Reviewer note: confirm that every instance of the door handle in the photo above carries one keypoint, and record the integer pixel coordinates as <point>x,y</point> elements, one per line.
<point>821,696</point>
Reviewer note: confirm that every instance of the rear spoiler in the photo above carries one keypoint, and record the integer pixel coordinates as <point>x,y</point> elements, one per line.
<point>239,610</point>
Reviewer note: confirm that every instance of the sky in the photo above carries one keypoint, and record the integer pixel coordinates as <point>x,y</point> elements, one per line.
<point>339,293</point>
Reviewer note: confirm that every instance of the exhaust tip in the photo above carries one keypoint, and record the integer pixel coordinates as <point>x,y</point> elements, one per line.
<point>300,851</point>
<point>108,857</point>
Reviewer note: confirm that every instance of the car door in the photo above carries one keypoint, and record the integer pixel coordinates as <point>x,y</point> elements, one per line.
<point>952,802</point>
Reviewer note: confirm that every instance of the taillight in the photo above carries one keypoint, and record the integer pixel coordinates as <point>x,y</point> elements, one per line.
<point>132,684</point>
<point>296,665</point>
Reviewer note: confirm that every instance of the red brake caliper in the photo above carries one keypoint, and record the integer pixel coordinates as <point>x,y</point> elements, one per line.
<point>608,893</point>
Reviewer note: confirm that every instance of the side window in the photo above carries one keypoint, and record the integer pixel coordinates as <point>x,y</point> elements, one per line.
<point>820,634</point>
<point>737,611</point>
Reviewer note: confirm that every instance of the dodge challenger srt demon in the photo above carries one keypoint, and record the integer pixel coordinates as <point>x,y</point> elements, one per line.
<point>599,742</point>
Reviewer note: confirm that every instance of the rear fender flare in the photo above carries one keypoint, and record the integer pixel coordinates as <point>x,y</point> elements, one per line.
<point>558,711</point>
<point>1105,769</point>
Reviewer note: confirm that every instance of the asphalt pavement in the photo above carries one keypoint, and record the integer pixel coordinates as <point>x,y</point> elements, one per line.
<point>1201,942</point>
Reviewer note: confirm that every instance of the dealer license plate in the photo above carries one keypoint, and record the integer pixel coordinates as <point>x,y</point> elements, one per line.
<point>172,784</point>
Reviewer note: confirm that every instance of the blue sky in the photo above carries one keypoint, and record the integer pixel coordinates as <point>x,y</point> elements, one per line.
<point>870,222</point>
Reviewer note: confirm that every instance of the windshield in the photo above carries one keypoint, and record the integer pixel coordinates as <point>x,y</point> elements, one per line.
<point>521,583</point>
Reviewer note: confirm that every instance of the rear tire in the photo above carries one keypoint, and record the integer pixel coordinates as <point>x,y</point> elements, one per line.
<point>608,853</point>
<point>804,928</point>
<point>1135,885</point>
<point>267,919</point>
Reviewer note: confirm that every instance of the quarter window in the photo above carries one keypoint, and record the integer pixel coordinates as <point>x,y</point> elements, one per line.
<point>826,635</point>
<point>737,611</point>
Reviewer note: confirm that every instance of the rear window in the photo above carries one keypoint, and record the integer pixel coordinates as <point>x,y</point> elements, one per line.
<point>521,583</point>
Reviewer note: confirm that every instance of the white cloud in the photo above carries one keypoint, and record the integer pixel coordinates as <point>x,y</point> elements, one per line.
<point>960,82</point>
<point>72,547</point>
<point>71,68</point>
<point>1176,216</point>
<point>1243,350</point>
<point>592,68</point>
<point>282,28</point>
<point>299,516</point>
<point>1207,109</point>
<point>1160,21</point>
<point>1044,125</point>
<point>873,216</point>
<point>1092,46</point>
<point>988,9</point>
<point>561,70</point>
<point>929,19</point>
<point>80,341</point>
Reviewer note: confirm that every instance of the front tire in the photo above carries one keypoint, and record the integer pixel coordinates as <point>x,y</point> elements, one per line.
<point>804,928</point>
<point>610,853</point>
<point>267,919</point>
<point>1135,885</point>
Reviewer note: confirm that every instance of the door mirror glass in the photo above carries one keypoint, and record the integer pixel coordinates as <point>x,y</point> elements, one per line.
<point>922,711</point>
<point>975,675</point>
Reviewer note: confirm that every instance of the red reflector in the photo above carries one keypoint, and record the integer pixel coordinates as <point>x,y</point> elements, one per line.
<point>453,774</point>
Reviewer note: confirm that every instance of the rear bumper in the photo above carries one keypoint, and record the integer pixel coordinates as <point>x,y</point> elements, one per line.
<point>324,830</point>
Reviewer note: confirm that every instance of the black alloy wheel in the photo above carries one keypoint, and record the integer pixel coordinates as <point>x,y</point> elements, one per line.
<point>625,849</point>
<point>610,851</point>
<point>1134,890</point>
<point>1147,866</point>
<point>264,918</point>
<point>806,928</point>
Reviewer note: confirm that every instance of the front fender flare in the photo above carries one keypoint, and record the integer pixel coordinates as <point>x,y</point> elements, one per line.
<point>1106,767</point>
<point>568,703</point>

Task requirements: Set every line of the rows above into a Markdown table with the columns "No." and "Line", numbering each line in order and leaving out blank lines.

Answer to this problem:
| No. | Line |
|---|---|
| 1 | Reviewer note: confirm that every instance of the door handle in the photo above carries one keypoint, and record the integer pixel coordinates as <point>x,y</point> elements, one per line. |
| 2 | <point>821,696</point> |
| 3 | Reviewer note: confirm that every instance of the rear spoiler in the photo above carries one keypoint, and record the integer pixel coordinates as <point>x,y</point> elements, one per line. |
| 4 | <point>239,610</point> |
| 5 | Reviewer note: confirm that every instance of the sky in the photo above carries one keypoint, and record the integer pixel coordinates as <point>x,y</point> elements, one per line. |
| 6 | <point>339,293</point> |
| 7 | Reviewer note: confirm that every instance of the exhaust tip in the photo above carries one keypoint, and record the integer pixel coordinates as <point>x,y</point> elements, one per line. |
| 8 | <point>300,851</point> |
| 9 | <point>108,857</point> |
| 10 | Reviewer note: confirm that every instance of the car door in the photo above carries one keypoint, and record the integer pixel coordinates as <point>x,y</point> elements, one per line. |
| 11 | <point>952,802</point> |
| 12 | Reviewer note: confirm that every instance of the taillight in the photo above carries one keypoint, and record the integer pixel coordinates as <point>x,y</point> elements, one per line. |
| 13 | <point>132,684</point> |
| 14 | <point>296,665</point> |
| 15 | Reviewer note: confirm that every instance of the red brake caliper in the photo above carries one keypoint, and record the integer pixel coordinates as <point>x,y</point> elements, one per line. |
| 16 | <point>608,893</point> |
| 17 | Reviewer note: confirm that every instance of the side window in the photo above carries one keypoint, and record the integer pixel coordinates as <point>x,y</point> elements, one per line. |
| 18 | <point>820,634</point> |
| 19 | <point>737,611</point> |
| 20 | Reviewer note: confirm that every instance of the dodge challenger srt demon in the photo above carries one keypoint, and record the integer pixel coordinates as <point>x,y</point> elements, one per line. |
| 21 | <point>599,742</point> |
| 22 | Reviewer note: confirm that every instance of the rear fender flare in the photo above carries one keypoint, and record the integer pixel coordinates as <point>x,y</point> elements, one per line. |
| 23 | <point>558,711</point> |
| 24 | <point>1105,769</point> |
| 25 | Reviewer note: confirm that every instance of the asphalt pavement in the photo above carries one keypoint, and record the integer pixel coordinates as <point>x,y</point> elements, one per line. |
| 26 | <point>1201,942</point> |
| 27 | Reviewer note: confirm that every instance of the dealer license plate in the photo above carries one keypoint, and record the integer pixel coordinates as <point>x,y</point> elements, one per line. |
| 28 | <point>172,784</point> |
| 29 | Reviewer note: confirm that every instance of the blue sky in the photo above carries one keypoint, and record the integer pixel coordinates as <point>x,y</point> elements, one per line. |
| 30 | <point>870,222</point> |
| 31 | Reviewer note: confirm that every instance of the windshield in the photo above carries one keypoint, and record the integer pixel coordinates as <point>x,y</point> elements, one per line. |
| 32 | <point>521,583</point> |
| 33 | Reviewer note: confirm that every instance of the rear tire in the photo above carries one keypoint, and record the integer pixel coordinates as <point>x,y</point> elements, one per line. |
| 34 | <point>608,853</point> |
| 35 | <point>804,928</point> |
| 36 | <point>1135,885</point> |
| 37 | <point>267,919</point> |
| 38 | Reviewer note: confirm that every instance of the quarter window in the photo above carries one keypoint, and record the integer pixel coordinates as <point>x,y</point> elements, one per line. |
| 39 | <point>826,635</point> |
| 40 | <point>737,611</point> |
| 41 | Reviewer note: confirm that every instance of the rear window in the photo above carries one keypoint, and record the integer pixel coordinates as <point>x,y</point> elements, one per line. |
| 42 | <point>521,583</point> |
| 43 | Reviewer note: confirm that every instance of the white cloud in the photo above carries one keypoint, and record the integer pixel coordinates as <point>x,y</point> elements, one per line. |
| 44 | <point>960,82</point> |
| 45 | <point>72,547</point> |
| 46 | <point>71,68</point> |
| 47 | <point>1176,216</point> |
| 48 | <point>1243,350</point> |
| 49 | <point>592,68</point> |
| 50 | <point>282,28</point> |
| 51 | <point>299,516</point> |
| 52 | <point>1207,109</point> |
| 53 | <point>1160,21</point> |
| 54 | <point>1044,125</point> |
| 55 | <point>873,216</point> |
| 56 | <point>1092,46</point> |
| 57 | <point>988,9</point> |
| 58 | <point>561,70</point> |
| 59 | <point>929,19</point> |
| 60 | <point>80,341</point> |
| 61 | Reviewer note: confirm that every instance of the front tire in the photo above carries one keypoint, and record the integer pixel coordinates as <point>x,y</point> elements, one per line. |
| 62 | <point>804,928</point> |
| 63 | <point>610,853</point> |
| 64 | <point>267,919</point> |
| 65 | <point>1135,885</point> |
| 66 | Reviewer note: confirm that every instance of the door mirror glass in the photo above carries one keypoint, and record the integer pixel coordinates as <point>x,y</point> elements, one per line. |
| 67 | <point>922,711</point> |
| 68 | <point>975,675</point> |
| 69 | Reviewer note: confirm that every instance of the red reflector in the photo above carries one keypoint, and record the integer pixel coordinates as <point>x,y</point> elements, one per line. |
| 70 | <point>453,774</point> |
| 71 | Reviewer note: confirm that every instance of the rear bumper in the photo above carries one keypoint, and record the integer pixel coordinates as <point>x,y</point> elements, one per line. |
| 72 | <point>324,830</point> |
| 73 | Reviewer note: confirm that every instance of the black alloy wheel in the photo above carries one keypoint, and record the integer pixel coordinates as <point>x,y</point> elements, one per line. |
| 74 | <point>625,849</point> |
| 75 | <point>610,851</point> |
| 76 | <point>1134,890</point> |
| 77 | <point>1147,866</point> |
| 78 | <point>264,918</point> |
| 79 | <point>806,928</point> |
| 80 | Reviewer note: confirm that every instance of the front fender flare in the photo above carries one keypoint, and record the integer pixel coordinates as <point>x,y</point> elements, one per line. |
| 81 | <point>1106,767</point> |
| 82 | <point>568,703</point> |